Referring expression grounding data
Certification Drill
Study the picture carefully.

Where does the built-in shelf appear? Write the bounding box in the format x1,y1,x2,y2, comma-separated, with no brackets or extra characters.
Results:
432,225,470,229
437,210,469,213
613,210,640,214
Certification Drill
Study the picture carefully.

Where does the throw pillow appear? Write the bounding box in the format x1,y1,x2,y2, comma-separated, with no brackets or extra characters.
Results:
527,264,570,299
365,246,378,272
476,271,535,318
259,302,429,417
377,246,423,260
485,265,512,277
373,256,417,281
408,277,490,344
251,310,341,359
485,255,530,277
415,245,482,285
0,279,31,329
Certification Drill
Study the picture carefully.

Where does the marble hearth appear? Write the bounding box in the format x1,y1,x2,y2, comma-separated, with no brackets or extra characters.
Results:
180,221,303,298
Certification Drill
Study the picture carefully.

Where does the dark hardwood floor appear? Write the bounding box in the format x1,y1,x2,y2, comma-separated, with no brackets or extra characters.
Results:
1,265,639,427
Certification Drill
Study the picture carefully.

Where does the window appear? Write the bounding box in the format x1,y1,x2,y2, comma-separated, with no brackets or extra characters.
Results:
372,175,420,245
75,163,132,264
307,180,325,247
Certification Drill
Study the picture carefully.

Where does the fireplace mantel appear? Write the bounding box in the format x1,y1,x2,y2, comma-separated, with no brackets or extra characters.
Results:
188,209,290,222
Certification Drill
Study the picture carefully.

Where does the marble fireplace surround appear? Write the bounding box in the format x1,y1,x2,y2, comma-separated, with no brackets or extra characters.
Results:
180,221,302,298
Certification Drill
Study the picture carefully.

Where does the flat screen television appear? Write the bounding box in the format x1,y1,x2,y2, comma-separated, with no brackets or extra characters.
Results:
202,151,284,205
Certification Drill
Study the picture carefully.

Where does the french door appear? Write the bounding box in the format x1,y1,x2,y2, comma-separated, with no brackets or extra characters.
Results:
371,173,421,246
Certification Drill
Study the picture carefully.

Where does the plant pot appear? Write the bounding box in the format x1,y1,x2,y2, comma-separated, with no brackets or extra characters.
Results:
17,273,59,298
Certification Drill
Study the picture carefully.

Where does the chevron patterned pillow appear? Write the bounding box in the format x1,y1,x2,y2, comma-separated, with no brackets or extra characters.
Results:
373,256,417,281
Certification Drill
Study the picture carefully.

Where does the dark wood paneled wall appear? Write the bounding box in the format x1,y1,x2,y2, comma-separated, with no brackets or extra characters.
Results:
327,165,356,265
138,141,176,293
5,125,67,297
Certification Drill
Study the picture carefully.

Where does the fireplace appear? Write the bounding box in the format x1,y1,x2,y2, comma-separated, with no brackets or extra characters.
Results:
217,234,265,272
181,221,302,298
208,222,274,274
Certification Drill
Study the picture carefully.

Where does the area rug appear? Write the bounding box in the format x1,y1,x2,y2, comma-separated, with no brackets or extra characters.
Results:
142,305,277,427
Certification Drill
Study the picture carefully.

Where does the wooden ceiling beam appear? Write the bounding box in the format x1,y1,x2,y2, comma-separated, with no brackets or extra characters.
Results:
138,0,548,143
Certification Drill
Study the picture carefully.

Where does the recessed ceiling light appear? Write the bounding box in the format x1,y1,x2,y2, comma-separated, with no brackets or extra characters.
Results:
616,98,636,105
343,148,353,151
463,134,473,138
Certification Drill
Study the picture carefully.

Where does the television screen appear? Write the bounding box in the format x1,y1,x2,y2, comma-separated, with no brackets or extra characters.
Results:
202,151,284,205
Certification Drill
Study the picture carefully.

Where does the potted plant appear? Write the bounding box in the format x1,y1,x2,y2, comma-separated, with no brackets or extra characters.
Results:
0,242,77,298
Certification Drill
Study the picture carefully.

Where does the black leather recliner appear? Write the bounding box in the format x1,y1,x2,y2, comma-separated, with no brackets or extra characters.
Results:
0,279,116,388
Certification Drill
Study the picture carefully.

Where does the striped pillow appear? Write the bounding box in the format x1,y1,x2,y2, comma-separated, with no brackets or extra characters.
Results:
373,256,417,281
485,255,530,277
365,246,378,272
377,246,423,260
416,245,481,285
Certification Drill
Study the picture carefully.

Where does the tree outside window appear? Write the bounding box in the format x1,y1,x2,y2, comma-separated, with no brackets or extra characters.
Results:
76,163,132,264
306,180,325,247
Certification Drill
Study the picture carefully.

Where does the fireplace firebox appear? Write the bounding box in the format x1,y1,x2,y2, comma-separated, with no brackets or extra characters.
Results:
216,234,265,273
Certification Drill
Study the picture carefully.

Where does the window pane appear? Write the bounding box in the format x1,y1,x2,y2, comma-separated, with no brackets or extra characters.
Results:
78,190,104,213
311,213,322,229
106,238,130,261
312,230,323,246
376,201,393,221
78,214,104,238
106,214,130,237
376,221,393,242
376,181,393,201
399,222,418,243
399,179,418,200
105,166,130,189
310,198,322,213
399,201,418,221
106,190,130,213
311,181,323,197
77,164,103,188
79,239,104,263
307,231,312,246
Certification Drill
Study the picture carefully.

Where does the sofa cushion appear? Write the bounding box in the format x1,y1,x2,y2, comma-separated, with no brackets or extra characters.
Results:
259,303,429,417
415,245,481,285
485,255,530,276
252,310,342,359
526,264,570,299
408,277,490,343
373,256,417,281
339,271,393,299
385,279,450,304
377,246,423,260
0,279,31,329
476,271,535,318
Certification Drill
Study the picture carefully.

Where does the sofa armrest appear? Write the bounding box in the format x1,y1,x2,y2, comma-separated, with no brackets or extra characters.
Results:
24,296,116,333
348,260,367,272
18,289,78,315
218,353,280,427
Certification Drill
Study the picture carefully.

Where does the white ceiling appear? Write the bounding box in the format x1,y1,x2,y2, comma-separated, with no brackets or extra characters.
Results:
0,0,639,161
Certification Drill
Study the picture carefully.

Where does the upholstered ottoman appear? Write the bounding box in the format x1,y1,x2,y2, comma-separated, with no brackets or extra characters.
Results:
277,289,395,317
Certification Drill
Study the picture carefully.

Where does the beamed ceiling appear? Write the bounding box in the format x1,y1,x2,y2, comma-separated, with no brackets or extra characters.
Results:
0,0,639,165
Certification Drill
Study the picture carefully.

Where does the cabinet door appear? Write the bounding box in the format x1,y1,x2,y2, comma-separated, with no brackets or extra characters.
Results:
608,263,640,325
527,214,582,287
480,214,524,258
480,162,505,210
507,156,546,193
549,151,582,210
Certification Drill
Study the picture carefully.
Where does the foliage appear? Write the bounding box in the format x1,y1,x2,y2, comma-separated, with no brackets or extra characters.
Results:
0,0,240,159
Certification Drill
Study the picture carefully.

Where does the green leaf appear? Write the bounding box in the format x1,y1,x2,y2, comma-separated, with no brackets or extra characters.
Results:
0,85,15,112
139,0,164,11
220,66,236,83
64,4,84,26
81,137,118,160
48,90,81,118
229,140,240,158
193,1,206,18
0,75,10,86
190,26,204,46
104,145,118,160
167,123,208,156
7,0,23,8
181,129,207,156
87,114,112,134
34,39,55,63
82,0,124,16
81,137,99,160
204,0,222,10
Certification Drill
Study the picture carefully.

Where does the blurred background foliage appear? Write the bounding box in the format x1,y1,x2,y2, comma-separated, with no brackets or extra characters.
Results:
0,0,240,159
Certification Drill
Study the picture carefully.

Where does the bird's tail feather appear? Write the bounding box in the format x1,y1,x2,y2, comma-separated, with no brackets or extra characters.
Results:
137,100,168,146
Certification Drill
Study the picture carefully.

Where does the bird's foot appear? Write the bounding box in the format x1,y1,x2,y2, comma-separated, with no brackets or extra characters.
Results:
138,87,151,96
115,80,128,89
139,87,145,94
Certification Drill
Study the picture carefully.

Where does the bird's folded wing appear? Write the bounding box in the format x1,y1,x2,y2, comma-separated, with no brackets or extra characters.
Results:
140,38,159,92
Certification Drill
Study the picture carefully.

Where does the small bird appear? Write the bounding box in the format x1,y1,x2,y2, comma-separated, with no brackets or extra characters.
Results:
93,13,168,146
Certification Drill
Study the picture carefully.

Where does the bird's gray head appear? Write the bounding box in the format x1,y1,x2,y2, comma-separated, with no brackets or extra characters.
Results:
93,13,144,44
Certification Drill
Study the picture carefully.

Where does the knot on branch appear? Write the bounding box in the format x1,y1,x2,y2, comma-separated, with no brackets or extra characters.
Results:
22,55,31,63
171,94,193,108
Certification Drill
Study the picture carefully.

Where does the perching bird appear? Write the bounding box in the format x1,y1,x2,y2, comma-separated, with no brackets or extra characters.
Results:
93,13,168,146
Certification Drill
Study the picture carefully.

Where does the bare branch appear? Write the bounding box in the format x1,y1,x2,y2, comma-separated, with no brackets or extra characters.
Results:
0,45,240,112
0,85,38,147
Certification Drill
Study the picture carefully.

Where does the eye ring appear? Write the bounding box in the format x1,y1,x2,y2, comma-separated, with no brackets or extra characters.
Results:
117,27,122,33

▶ ASSIGNMENT: What goes in the answer is the run of lines from the one holding "Where does the eye" to the end of the entries, reproduced exactly and with nothing else.

▶ ANSWER SPACE:
Where does the eye ring appear? Write the bounding box in the format x1,y1,x2,y2, comma-separated, with no brackets or extra characters.
Results:
117,27,122,33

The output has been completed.